*Assignment*: Retype every entry word for word. Omit the pictures.

*Supplied information*:
========================

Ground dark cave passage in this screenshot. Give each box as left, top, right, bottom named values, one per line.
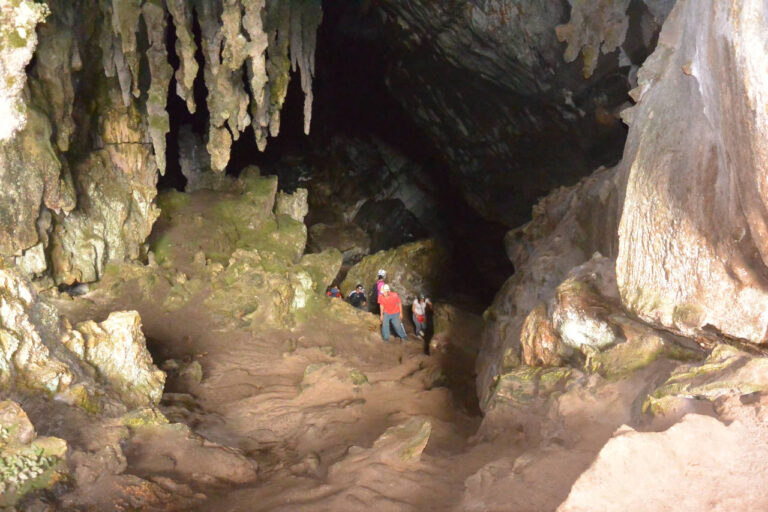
left=153, top=0, right=639, bottom=305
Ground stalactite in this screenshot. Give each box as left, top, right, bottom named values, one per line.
left=290, top=0, right=322, bottom=135
left=142, top=0, right=172, bottom=174
left=556, top=0, right=632, bottom=78
left=34, top=3, right=77, bottom=151
left=264, top=0, right=292, bottom=138
left=243, top=0, right=269, bottom=151
left=196, top=0, right=251, bottom=172
left=110, top=0, right=142, bottom=100
left=92, top=0, right=322, bottom=172
left=167, top=0, right=198, bottom=114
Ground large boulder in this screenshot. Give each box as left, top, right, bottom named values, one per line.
left=341, top=238, right=449, bottom=304
left=559, top=413, right=768, bottom=511
left=616, top=0, right=768, bottom=344
left=0, top=256, right=166, bottom=413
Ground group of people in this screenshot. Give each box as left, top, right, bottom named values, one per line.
left=325, top=269, right=432, bottom=343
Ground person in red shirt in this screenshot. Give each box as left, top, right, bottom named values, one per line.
left=377, top=284, right=407, bottom=343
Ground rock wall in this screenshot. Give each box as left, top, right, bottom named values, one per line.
left=0, top=0, right=323, bottom=284
left=478, top=0, right=768, bottom=409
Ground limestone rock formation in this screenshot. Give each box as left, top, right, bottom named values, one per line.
left=616, top=0, right=768, bottom=344
left=478, top=167, right=621, bottom=406
left=341, top=239, right=450, bottom=303
left=0, top=0, right=324, bottom=285
left=0, top=0, right=49, bottom=141
left=274, top=188, right=309, bottom=222
left=149, top=172, right=338, bottom=330
left=69, top=311, right=165, bottom=408
left=0, top=256, right=78, bottom=395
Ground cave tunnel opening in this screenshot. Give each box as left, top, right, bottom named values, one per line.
left=156, top=1, right=533, bottom=305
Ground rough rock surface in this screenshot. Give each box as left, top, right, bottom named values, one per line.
left=0, top=401, right=67, bottom=507
left=0, top=0, right=325, bottom=284
left=559, top=412, right=768, bottom=511
left=70, top=311, right=165, bottom=408
left=371, top=0, right=673, bottom=225
left=341, top=239, right=450, bottom=304
left=0, top=0, right=49, bottom=141
left=478, top=167, right=621, bottom=406
left=616, top=0, right=768, bottom=344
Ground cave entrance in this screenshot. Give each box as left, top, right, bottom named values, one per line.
left=156, top=1, right=514, bottom=305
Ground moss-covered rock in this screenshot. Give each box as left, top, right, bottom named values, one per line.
left=644, top=345, right=768, bottom=415
left=486, top=366, right=575, bottom=411
left=298, top=249, right=343, bottom=293
left=341, top=238, right=449, bottom=303
left=0, top=401, right=67, bottom=507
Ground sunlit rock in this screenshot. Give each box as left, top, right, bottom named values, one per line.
left=71, top=311, right=165, bottom=408
left=559, top=413, right=768, bottom=511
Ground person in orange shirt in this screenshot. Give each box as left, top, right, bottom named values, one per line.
left=377, top=284, right=407, bottom=343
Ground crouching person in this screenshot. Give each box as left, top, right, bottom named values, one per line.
left=378, top=284, right=406, bottom=343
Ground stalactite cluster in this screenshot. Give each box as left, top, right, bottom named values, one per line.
left=98, top=0, right=323, bottom=174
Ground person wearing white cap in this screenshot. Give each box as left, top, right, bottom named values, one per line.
left=377, top=284, right=407, bottom=343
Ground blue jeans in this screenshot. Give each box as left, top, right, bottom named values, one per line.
left=381, top=312, right=407, bottom=341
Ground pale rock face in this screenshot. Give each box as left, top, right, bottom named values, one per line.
left=616, top=0, right=768, bottom=344
left=73, top=311, right=166, bottom=408
left=559, top=413, right=768, bottom=511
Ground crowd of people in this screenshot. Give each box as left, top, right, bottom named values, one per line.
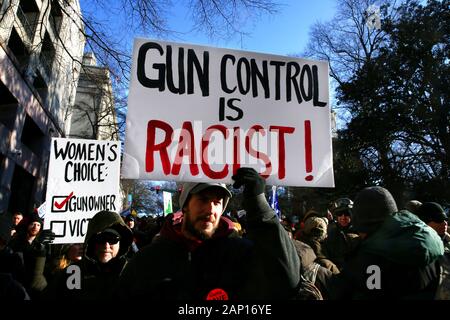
left=0, top=168, right=449, bottom=300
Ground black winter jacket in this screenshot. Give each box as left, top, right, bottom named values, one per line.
left=118, top=194, right=300, bottom=300
left=44, top=211, right=132, bottom=300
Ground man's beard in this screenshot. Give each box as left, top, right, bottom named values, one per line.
left=184, top=212, right=218, bottom=241
left=29, top=229, right=40, bottom=237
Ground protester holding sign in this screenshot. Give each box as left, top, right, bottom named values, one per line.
left=45, top=210, right=132, bottom=300
left=117, top=167, right=300, bottom=300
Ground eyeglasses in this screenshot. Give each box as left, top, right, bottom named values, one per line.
left=334, top=208, right=352, bottom=216
left=94, top=232, right=120, bottom=245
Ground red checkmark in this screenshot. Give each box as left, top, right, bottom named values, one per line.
left=54, top=192, right=74, bottom=210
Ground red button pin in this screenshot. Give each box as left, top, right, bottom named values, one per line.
left=206, top=288, right=229, bottom=300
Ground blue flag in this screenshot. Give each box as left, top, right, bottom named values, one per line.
left=269, top=186, right=281, bottom=218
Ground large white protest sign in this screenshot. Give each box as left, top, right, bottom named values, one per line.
left=122, top=38, right=334, bottom=187
left=44, top=138, right=121, bottom=244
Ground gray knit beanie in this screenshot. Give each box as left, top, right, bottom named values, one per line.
left=352, top=186, right=398, bottom=234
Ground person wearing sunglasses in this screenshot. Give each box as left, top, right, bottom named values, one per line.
left=325, top=198, right=360, bottom=270
left=45, top=210, right=133, bottom=300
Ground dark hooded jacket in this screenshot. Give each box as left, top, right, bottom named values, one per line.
left=328, top=211, right=444, bottom=299
left=117, top=194, right=300, bottom=300
left=293, top=239, right=333, bottom=298
left=44, top=211, right=132, bottom=300
left=325, top=222, right=360, bottom=270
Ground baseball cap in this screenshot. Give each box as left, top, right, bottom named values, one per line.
left=179, top=182, right=232, bottom=212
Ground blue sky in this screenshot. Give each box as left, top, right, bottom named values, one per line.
left=80, top=0, right=337, bottom=58
left=164, top=0, right=338, bottom=56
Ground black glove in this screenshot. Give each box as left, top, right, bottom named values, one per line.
left=36, top=229, right=56, bottom=245
left=32, top=230, right=55, bottom=257
left=232, top=167, right=266, bottom=198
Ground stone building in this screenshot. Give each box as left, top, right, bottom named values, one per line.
left=69, top=52, right=118, bottom=141
left=0, top=0, right=85, bottom=213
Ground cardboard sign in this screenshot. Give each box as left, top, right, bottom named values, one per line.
left=122, top=38, right=334, bottom=187
left=44, top=138, right=121, bottom=244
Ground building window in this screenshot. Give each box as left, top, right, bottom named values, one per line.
left=17, top=0, right=39, bottom=41
left=9, top=164, right=36, bottom=214
left=7, top=27, right=30, bottom=72
left=50, top=0, right=63, bottom=37
left=0, top=80, right=18, bottom=130
left=32, top=70, right=48, bottom=103
left=39, top=31, right=56, bottom=78
left=21, top=115, right=45, bottom=157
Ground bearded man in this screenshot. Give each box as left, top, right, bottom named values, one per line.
left=118, top=168, right=300, bottom=300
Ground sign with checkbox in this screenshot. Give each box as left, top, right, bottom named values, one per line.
left=52, top=192, right=74, bottom=212
left=44, top=138, right=121, bottom=244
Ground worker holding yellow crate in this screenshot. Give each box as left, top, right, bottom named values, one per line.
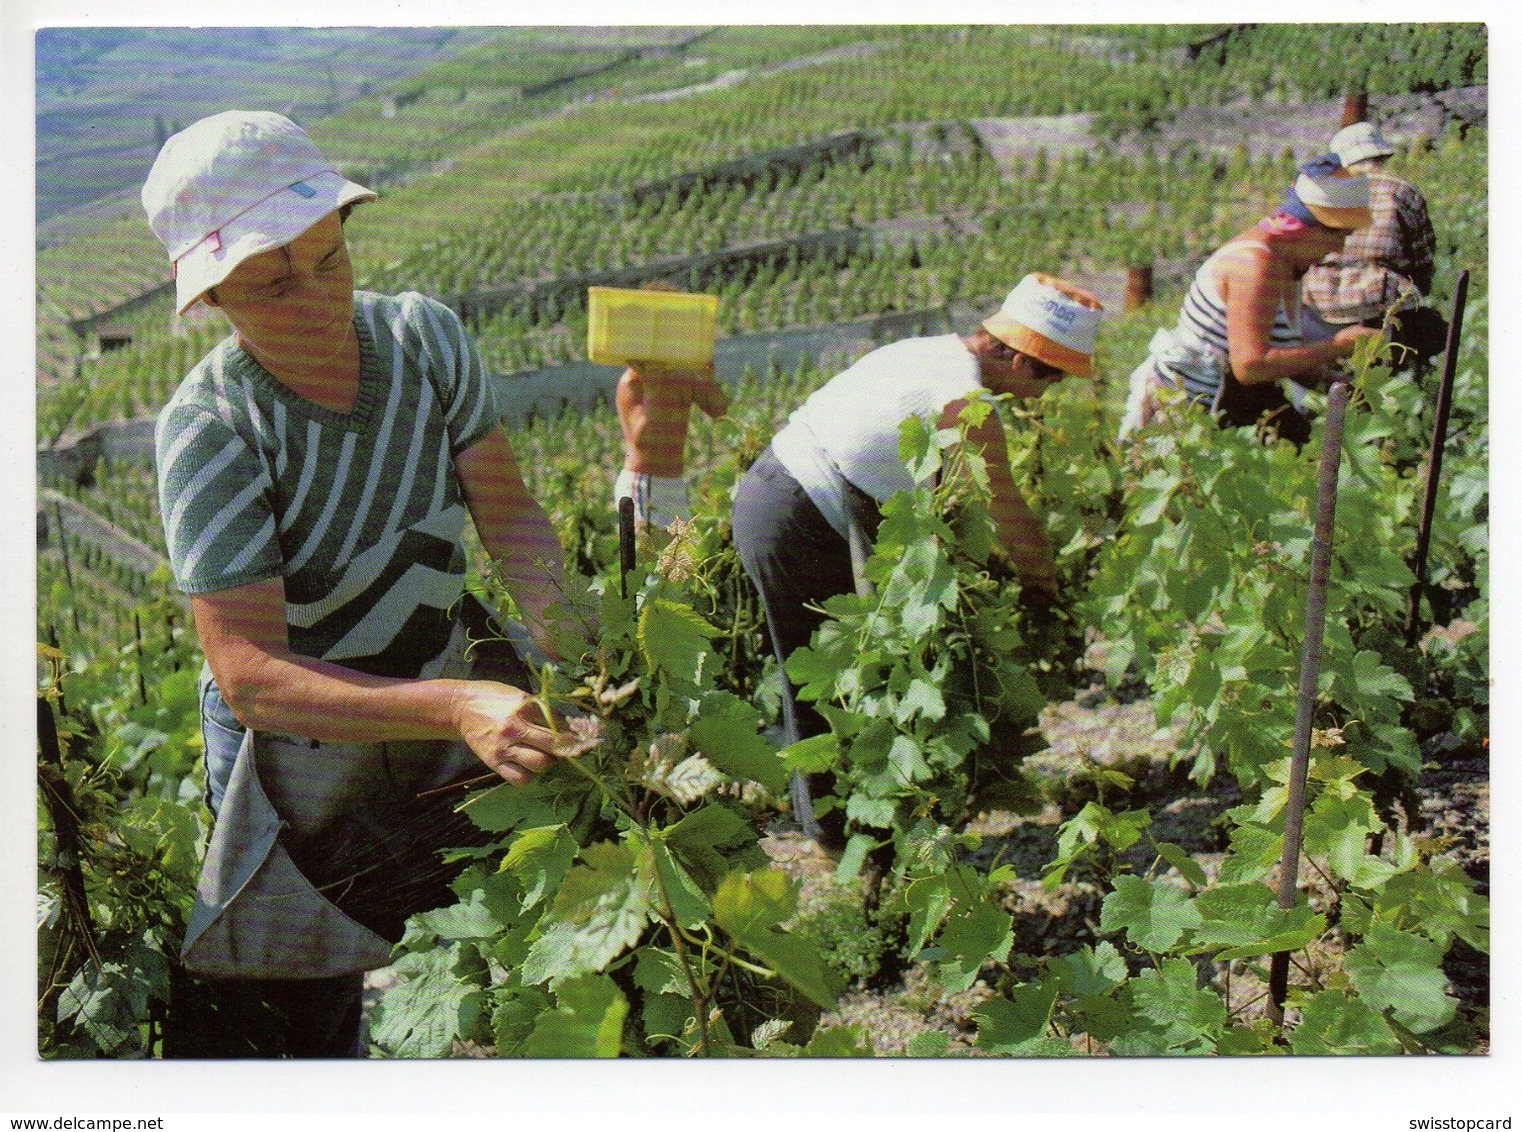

========================

*Answer to this task*:
Ground dark cave passage in this screenshot. Give each box as left, top, right, bottom named values, one per line.
left=153, top=0, right=639, bottom=305
Ground stalactite in this screenshot. Give each box as left, top, right, bottom named values, one per line.
left=290, top=0, right=322, bottom=135
left=142, top=0, right=172, bottom=174
left=556, top=0, right=632, bottom=78
left=34, top=3, right=77, bottom=151
left=264, top=0, right=292, bottom=138
left=243, top=0, right=269, bottom=151
left=196, top=0, right=251, bottom=172
left=110, top=0, right=142, bottom=100
left=92, top=0, right=322, bottom=172
left=167, top=0, right=198, bottom=114
Ground large boulder in this screenshot. Give each box as left, top, right, bottom named values, one per line.
left=341, top=238, right=449, bottom=304
left=559, top=413, right=768, bottom=511
left=616, top=0, right=768, bottom=344
left=0, top=256, right=166, bottom=413
Ground group of people in this screenshot. Give each box as left, top, right, bottom named values, one per line.
left=325, top=269, right=432, bottom=343
Ground person in red shirt in this screenshot. Give each box as left, top, right, bottom named values, one per line.
left=377, top=284, right=407, bottom=343
Ground rock wall in this screenshot. Give each box as left, top, right, bottom named values, one per line.
left=0, top=0, right=323, bottom=284
left=478, top=0, right=768, bottom=409
Ground limestone rock formation in this screenshot. Give each box as left, top, right, bottom named values, one per line.
left=616, top=0, right=768, bottom=344
left=478, top=167, right=621, bottom=406
left=341, top=239, right=450, bottom=303
left=0, top=0, right=324, bottom=285
left=0, top=0, right=49, bottom=141
left=274, top=188, right=309, bottom=222
left=149, top=172, right=338, bottom=330
left=69, top=311, right=165, bottom=408
left=0, top=256, right=78, bottom=395
Ground cave tunnel opening in this screenshot. Give each box as left, top, right, bottom named values, one per line.
left=156, top=1, right=533, bottom=305
Ground rough rock surface in this screenshot. Give each box as left, top, right, bottom named values, one per line.
left=0, top=401, right=67, bottom=507
left=0, top=0, right=325, bottom=284
left=559, top=412, right=768, bottom=511
left=70, top=311, right=165, bottom=408
left=371, top=0, right=673, bottom=225
left=341, top=239, right=450, bottom=304
left=0, top=0, right=49, bottom=141
left=478, top=167, right=621, bottom=406
left=616, top=0, right=768, bottom=344
Ground cave entrance in this screenshot. Give each box as left, top, right, bottom named values, one per line.
left=156, top=1, right=514, bottom=305
Ground moss-covered rock in this screenshot. Give each box as left, top, right, bottom named values, one per line.
left=644, top=345, right=768, bottom=415
left=486, top=366, right=575, bottom=411
left=298, top=249, right=343, bottom=293
left=341, top=238, right=449, bottom=303
left=0, top=401, right=67, bottom=507
Ground sunlit rock in this screenshot. Give each box as left, top, right, bottom named values, one per line.
left=71, top=311, right=165, bottom=408
left=559, top=413, right=768, bottom=511
Ground person in orange shirt in this screenshot. Give each box as left, top, right, bottom named values, one per line.
left=377, top=284, right=407, bottom=343
Ground crouching person in this screenshot. Give each box as left, top, right, bottom named values, one per line.
left=378, top=284, right=406, bottom=343
Ground stalactite cluster in this screenshot. Give each box as left, top, right, bottom named values, one per line.
left=98, top=0, right=323, bottom=174
Ground person wearing white cap in this screenshot. Give each box as left, top, right, bottom named values, one per line.
left=377, top=284, right=407, bottom=343
Ground blue jeans in this screenshot. Give each box as left, top, right, bottom named values, one per line.
left=381, top=312, right=407, bottom=341
Ground pale rock face in this screenshot. Give each box as left, top, right, bottom named values, one per line.
left=616, top=0, right=768, bottom=344
left=73, top=311, right=166, bottom=408
left=559, top=413, right=768, bottom=511
Ground crowd of people in this screenshot. Give each box as left, top, right, bottom named values, one per line.
left=0, top=168, right=449, bottom=300
Ground black winter jacket in this screenshot. Give each box as left, top, right, bottom named values, one per line.
left=118, top=194, right=300, bottom=300
left=44, top=211, right=132, bottom=300
Ground man's beard in this screenshot. Give each box as left, top, right, bottom named values, one per line.
left=184, top=212, right=218, bottom=241
left=29, top=229, right=40, bottom=237
Ground protester holding sign in this screenshot. Give each box as left, top, right, bottom named values, one per line.
left=45, top=210, right=132, bottom=300
left=117, top=167, right=300, bottom=300
Ground eyeglasses in this screenshot. Give each box as left, top, right, bottom named values, one per line.
left=334, top=208, right=352, bottom=216
left=94, top=232, right=120, bottom=245
Ground red checkmark in this screenshot. Give each box as left, top, right, bottom named values, one per line.
left=54, top=192, right=74, bottom=210
Ground red button pin in this screenshot. Give each box as left, top, right, bottom named values, one per line.
left=206, top=288, right=229, bottom=300
Ground blue flag in this screenshot. Give each box as left, top, right, bottom named values, one per line.
left=269, top=186, right=281, bottom=218
Ground large white protest sign in this screenshot. Give each box as left, top, right, bottom named values, one per line.
left=122, top=38, right=334, bottom=187
left=44, top=138, right=121, bottom=244
Ground gray knit beanie in this screenshot. Give each box as left, top, right, bottom named values, one per line.
left=352, top=186, right=398, bottom=234
Ground person wearing sunglasses in this screenshot. Give each box as left, top, right, bottom named values, one per line.
left=325, top=198, right=360, bottom=270
left=45, top=210, right=133, bottom=300
Ground dark hooded jacket in this screenshot. Give each box as left, top, right, bottom named values, one per line.
left=328, top=211, right=444, bottom=299
left=117, top=194, right=300, bottom=300
left=293, top=239, right=333, bottom=298
left=44, top=211, right=132, bottom=300
left=325, top=222, right=360, bottom=270
Ground baseball cap in this screenshot. Give each box as left, top, right, bottom named values, one per line.
left=179, top=182, right=232, bottom=212
Ground blue sky in this screenshot. Give each box as left, top, right, bottom named values, one per line.
left=80, top=0, right=337, bottom=58
left=164, top=0, right=338, bottom=56
Ground black glove in this screenshot. Give each box as left, top, right, bottom named values, one per line.
left=36, top=229, right=56, bottom=245
left=32, top=230, right=55, bottom=257
left=232, top=167, right=266, bottom=198
Ground stone building in this screenshot. Give each box as left, top, right, bottom named values, one per line.
left=69, top=52, right=118, bottom=141
left=0, top=0, right=85, bottom=213
Ground cardboard sign in this screenshot. Give each box as left, top, right, bottom named values, one per line.
left=122, top=38, right=334, bottom=187
left=44, top=138, right=121, bottom=244
Ground building window in this screenshot. Give each box as left, top, right, bottom named values, one per line.
left=17, top=0, right=39, bottom=41
left=9, top=164, right=36, bottom=214
left=7, top=27, right=30, bottom=72
left=50, top=0, right=63, bottom=37
left=0, top=80, right=18, bottom=130
left=32, top=70, right=48, bottom=103
left=39, top=31, right=56, bottom=78
left=21, top=115, right=45, bottom=157
Ground bearded man in this screenshot. Give each box as left, top, right, bottom named values, one per line.
left=118, top=168, right=300, bottom=300
Ground sign with checkbox in this screenshot. Give each box as left, top, right, bottom named values, one per line.
left=52, top=192, right=74, bottom=212
left=44, top=138, right=121, bottom=244
Ground worker holding yellow crate in this screenshot. Give each box as left, top, right, bottom named values, one per line.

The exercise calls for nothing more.